Data supplied »

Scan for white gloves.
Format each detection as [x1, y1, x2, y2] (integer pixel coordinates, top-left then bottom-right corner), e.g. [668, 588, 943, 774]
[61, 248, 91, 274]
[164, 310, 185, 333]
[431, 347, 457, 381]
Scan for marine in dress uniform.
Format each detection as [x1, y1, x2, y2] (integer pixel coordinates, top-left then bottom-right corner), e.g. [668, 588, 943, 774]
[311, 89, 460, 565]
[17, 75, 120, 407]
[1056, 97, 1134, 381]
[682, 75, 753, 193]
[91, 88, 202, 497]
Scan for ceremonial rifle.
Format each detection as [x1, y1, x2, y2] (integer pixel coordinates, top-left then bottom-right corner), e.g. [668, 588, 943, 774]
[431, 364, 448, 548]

Direction » Can you write out all the records again with every "Scan for" changed to "Locate" and nothing else altered?

Written reply »
Locate white gloves.
Format each detection as [x1, y1, x2, y2] (integer pixel coordinates, top-left then bottom-right corner), e.g. [668, 588, 943, 774]
[61, 248, 91, 274]
[164, 310, 185, 333]
[431, 347, 457, 381]
Locate marine in dress uniform.
Format each detection as [x1, y1, x2, y2] (integer pixel coordinates, top-left then bottom-right corner), e.g. [668, 588, 943, 774]
[311, 89, 460, 565]
[17, 75, 120, 407]
[1056, 97, 1134, 381]
[682, 75, 753, 193]
[91, 88, 202, 497]
Locate ceremonial rifle.
Format each detection as [x1, y1, x2, y2] (integer pixel coordinates, top-left then bottom-right corner), e.g. [668, 588, 943, 774]
[431, 364, 448, 548]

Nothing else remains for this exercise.